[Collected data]
************

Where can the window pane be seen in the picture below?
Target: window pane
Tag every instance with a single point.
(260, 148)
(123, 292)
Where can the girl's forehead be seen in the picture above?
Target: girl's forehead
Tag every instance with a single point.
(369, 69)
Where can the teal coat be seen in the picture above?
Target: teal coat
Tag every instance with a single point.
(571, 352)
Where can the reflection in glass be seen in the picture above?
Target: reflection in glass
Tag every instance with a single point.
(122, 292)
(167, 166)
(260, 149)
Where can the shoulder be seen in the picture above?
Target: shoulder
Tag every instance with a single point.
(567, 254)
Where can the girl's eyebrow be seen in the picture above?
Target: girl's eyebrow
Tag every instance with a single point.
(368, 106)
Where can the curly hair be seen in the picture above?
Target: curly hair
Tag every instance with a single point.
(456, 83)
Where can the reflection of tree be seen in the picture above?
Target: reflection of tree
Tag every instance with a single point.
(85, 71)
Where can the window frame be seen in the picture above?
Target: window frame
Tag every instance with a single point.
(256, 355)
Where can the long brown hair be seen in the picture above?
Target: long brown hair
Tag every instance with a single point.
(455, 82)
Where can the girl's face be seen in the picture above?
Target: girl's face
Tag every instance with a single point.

************

- [DESCRIPTION OF THE TASK]: Substitute "single marker" for "single point" everywhere in the material above, and write all of it out again with nothing else changed.

- [WRITTEN REPLY]:
Where can the window pane be seen in the picture below?
Target: window pane
Tag every instance with a single marker.
(260, 148)
(123, 292)
Where can the girl's forehead be seen in the picture above?
Target: girl's forehead
Tag every instance with a single marker.
(369, 69)
Where can the teal coat be seen in the picture above?
Target: teal coat
Tag every instance with a single marker.
(571, 352)
Where can the reflection in glass be seen in the picture above?
Target: reflection in glass
Tag every instance with a single marker.
(122, 292)
(167, 166)
(260, 149)
Where can the shoulder be seen in the picture above?
Target: shoulder
Tag every instance with a single marker.
(567, 254)
Where can the girl's eyebrow be seen in the picture above?
Target: girl's eyebrow
Tag every instance with a single marker.
(368, 106)
Where can the curly hair be seen in the picture above?
Target: curly hair
Tag every instance with a single marker.
(456, 83)
Where can the reflection of tree be seen in the picture above?
Target: reflection of tree
Tag every instance with a single marker.
(85, 71)
Where can the window frame be seen in the picture above?
Target: window frame
Tag every instance with a single marker.
(256, 355)
Where can the long brown hair be seen in the picture above?
Target: long brown hair
Tag every instance with a single marker.
(455, 82)
Where can the girl's face be seen in the picture above?
Target: girl's face
Tag every instance with a single marker.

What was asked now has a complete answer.